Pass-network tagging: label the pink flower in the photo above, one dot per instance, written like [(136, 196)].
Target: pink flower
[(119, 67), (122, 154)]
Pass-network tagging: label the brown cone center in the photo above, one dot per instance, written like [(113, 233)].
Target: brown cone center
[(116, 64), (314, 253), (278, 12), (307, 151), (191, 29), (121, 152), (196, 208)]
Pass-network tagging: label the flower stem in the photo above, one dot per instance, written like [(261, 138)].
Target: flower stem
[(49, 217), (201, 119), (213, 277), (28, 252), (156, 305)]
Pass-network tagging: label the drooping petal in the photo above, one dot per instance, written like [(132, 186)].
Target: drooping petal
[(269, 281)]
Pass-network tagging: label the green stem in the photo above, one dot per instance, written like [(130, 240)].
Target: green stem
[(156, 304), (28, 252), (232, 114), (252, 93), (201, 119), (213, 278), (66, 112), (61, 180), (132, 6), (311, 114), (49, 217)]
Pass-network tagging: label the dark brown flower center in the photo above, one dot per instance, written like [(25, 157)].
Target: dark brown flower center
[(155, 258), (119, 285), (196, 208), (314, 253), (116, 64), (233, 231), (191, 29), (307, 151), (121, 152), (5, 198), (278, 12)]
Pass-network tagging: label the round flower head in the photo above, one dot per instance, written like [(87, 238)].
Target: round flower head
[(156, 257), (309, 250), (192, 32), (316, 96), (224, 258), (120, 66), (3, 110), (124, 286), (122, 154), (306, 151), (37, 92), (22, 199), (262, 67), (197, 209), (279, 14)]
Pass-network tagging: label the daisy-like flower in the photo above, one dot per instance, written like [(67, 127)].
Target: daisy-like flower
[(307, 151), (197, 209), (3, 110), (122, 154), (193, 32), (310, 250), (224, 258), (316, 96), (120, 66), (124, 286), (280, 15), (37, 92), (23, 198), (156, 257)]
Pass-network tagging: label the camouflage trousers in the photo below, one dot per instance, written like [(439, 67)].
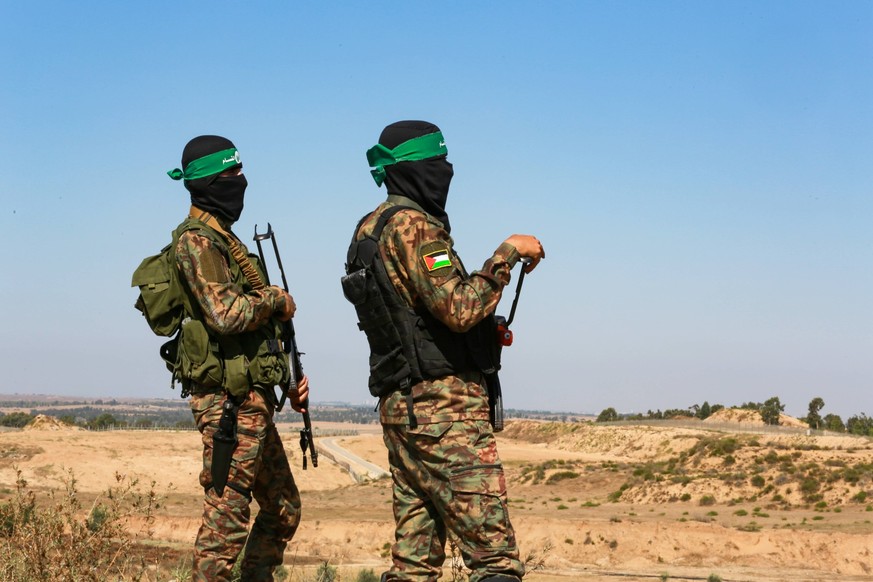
══════════
Write out all the material above word for word, omitting the pictures.

Pass-network tagging: label the pink flower in the photo above, one dot per instance, written like [(136, 196)].
Target: pink flower
[(119, 67), (122, 154)]
Pass-network tagging: label the brown cone center in the photo above, one dot per instance, written like [(113, 233)].
Target: brown cone center
[(116, 64), (314, 253), (278, 12), (307, 151), (191, 29), (121, 152), (196, 208)]
Pass-network tagging: label the flower stem in the photo above, one dot per instance, written like [(261, 138)].
Target: flower stem
[(49, 217), (201, 119), (213, 277), (28, 252), (156, 305)]
Pass-network tagging: label the drooping petal in the photo above, one dot per instance, written like [(132, 186)].
Target: drooping petal
[(269, 281)]
Pass-network tagging: label the green stem in the photo above, one dot per instance, written like [(130, 240)].
Target: green stem
[(156, 304), (28, 252), (232, 114), (252, 93), (201, 119), (213, 278), (66, 112), (61, 180), (132, 6), (311, 114), (49, 217)]
Pass-network tagging: label the dark brown flower center in the photo above, one dot per instance, written like [(25, 157)].
Target: dark brown flower center
[(155, 258), (119, 285), (196, 208), (314, 253), (116, 64), (233, 231), (191, 29), (307, 151), (121, 152), (5, 198), (278, 12)]
Pass-network tagging: label the round flower head in the photo above, one dot per instance, written like [(87, 238)].
Target: round flower head
[(156, 257), (309, 250), (192, 32), (316, 96), (224, 258), (120, 66), (3, 110), (124, 286), (122, 154), (306, 151), (37, 92), (22, 199), (262, 67), (197, 209), (279, 14)]
Pass-network tagging: label the daisy-like flower in the photo above, one dot per instance, written like [(67, 127)].
Target: daisy-like flower
[(307, 151), (197, 209), (3, 110), (122, 154), (193, 32), (310, 250), (224, 258), (316, 96), (120, 66), (124, 286), (280, 15), (37, 92), (23, 198), (156, 257)]
Pass-network tagging: label the camouflage trousers in the photo below, one dot per instance, written like [(439, 67)].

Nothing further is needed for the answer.